(Image-grounded pointing data)

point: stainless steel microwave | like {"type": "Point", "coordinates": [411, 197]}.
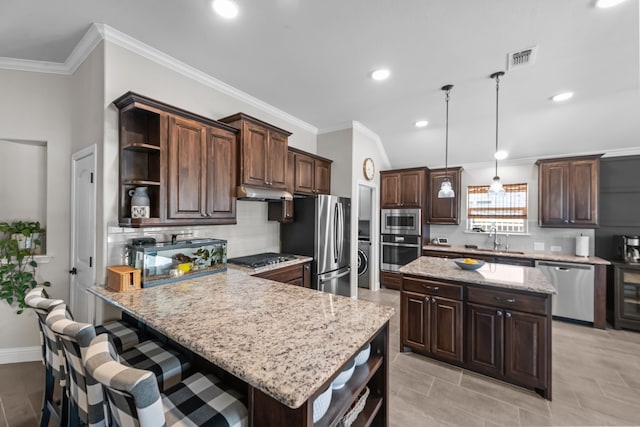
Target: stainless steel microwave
{"type": "Point", "coordinates": [401, 221]}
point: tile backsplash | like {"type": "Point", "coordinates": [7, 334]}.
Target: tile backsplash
{"type": "Point", "coordinates": [539, 239]}
{"type": "Point", "coordinates": [252, 234]}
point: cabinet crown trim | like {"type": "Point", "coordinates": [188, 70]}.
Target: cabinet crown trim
{"type": "Point", "coordinates": [133, 99]}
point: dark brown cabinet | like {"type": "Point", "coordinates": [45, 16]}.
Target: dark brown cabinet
{"type": "Point", "coordinates": [432, 321]}
{"type": "Point", "coordinates": [568, 192]}
{"type": "Point", "coordinates": [187, 162]}
{"type": "Point", "coordinates": [495, 331]}
{"type": "Point", "coordinates": [299, 275]}
{"type": "Point", "coordinates": [403, 188]}
{"type": "Point", "coordinates": [263, 152]}
{"type": "Point", "coordinates": [391, 280]}
{"type": "Point", "coordinates": [626, 293]}
{"type": "Point", "coordinates": [312, 174]}
{"type": "Point", "coordinates": [444, 211]}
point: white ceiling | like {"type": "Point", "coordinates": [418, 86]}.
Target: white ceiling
{"type": "Point", "coordinates": [311, 59]}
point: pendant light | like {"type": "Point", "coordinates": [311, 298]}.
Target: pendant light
{"type": "Point", "coordinates": [446, 189]}
{"type": "Point", "coordinates": [496, 187]}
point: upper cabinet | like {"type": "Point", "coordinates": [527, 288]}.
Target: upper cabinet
{"type": "Point", "coordinates": [263, 152]}
{"type": "Point", "coordinates": [568, 192]}
{"type": "Point", "coordinates": [187, 163]}
{"type": "Point", "coordinates": [403, 188]}
{"type": "Point", "coordinates": [312, 174]}
{"type": "Point", "coordinates": [444, 211]}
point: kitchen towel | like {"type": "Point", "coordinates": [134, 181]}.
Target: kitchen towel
{"type": "Point", "coordinates": [582, 245]}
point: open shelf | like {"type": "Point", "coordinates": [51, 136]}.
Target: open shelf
{"type": "Point", "coordinates": [342, 399]}
{"type": "Point", "coordinates": [140, 182]}
{"type": "Point", "coordinates": [140, 147]}
{"type": "Point", "coordinates": [369, 412]}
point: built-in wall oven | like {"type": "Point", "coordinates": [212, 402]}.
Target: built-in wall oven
{"type": "Point", "coordinates": [401, 237]}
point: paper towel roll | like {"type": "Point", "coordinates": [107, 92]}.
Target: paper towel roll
{"type": "Point", "coordinates": [582, 245]}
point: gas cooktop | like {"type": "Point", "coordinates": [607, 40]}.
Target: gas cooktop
{"type": "Point", "coordinates": [261, 260]}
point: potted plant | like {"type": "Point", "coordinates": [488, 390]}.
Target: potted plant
{"type": "Point", "coordinates": [18, 242]}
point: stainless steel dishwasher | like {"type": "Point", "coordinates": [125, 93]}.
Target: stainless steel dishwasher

# WORK TASK
Only the pictures are to be excluded; all other parts of the records above are to be given exactly.

# SOLUTION TO THIS TASK
point: stainless steel microwave | like {"type": "Point", "coordinates": [411, 197]}.
Target: stainless steel microwave
{"type": "Point", "coordinates": [401, 221]}
point: tile backsplash | like {"type": "Point", "coordinates": [7, 334]}.
Target: tile backsplash
{"type": "Point", "coordinates": [539, 239]}
{"type": "Point", "coordinates": [252, 234]}
point: cabinet crown trim | like {"type": "Point", "coordinates": [188, 70]}.
Target: cabinet crown trim
{"type": "Point", "coordinates": [133, 99]}
point: dark brown cabinet | like {"type": "Point", "coordinates": [45, 16]}.
Target: dark brown cabinet
{"type": "Point", "coordinates": [432, 321]}
{"type": "Point", "coordinates": [568, 192]}
{"type": "Point", "coordinates": [187, 162]}
{"type": "Point", "coordinates": [495, 331]}
{"type": "Point", "coordinates": [299, 275]}
{"type": "Point", "coordinates": [403, 188]}
{"type": "Point", "coordinates": [263, 152]}
{"type": "Point", "coordinates": [391, 280]}
{"type": "Point", "coordinates": [626, 293]}
{"type": "Point", "coordinates": [312, 174]}
{"type": "Point", "coordinates": [444, 211]}
point: white ceiling | like {"type": "Point", "coordinates": [418, 86]}.
Target: white ceiling
{"type": "Point", "coordinates": [311, 59]}
point: pendant light | like {"type": "Point", "coordinates": [311, 298]}.
Target: pendant light
{"type": "Point", "coordinates": [446, 189]}
{"type": "Point", "coordinates": [496, 187]}
point: upper cabinet | like {"type": "Point", "coordinates": [527, 288]}.
Target: upper cabinet
{"type": "Point", "coordinates": [263, 152]}
{"type": "Point", "coordinates": [568, 192]}
{"type": "Point", "coordinates": [187, 163]}
{"type": "Point", "coordinates": [403, 188]}
{"type": "Point", "coordinates": [312, 174]}
{"type": "Point", "coordinates": [444, 211]}
point: kitchen towel | like {"type": "Point", "coordinates": [134, 181]}.
Target: kitchen towel
{"type": "Point", "coordinates": [582, 245]}
point: open shelf | like {"type": "Point", "coordinates": [51, 136]}.
Target: open shelf
{"type": "Point", "coordinates": [342, 399]}
{"type": "Point", "coordinates": [140, 182]}
{"type": "Point", "coordinates": [140, 147]}
{"type": "Point", "coordinates": [369, 412]}
point: built-in wall oven | like {"type": "Point", "coordinates": [212, 402]}.
Target: built-in wall oven
{"type": "Point", "coordinates": [401, 237]}
point: paper towel roll | like {"type": "Point", "coordinates": [107, 92]}.
Target: paper towel roll
{"type": "Point", "coordinates": [582, 245]}
point: gas cooktop | like {"type": "Point", "coordinates": [607, 40]}.
Target: gas cooktop
{"type": "Point", "coordinates": [261, 260]}
point: potted plant | like {"type": "Point", "coordinates": [488, 390]}.
Target: potted plant
{"type": "Point", "coordinates": [18, 242]}
point: stainless steel dishwasher | like {"type": "Point", "coordinates": [125, 93]}.
Target: stainless steel dishwasher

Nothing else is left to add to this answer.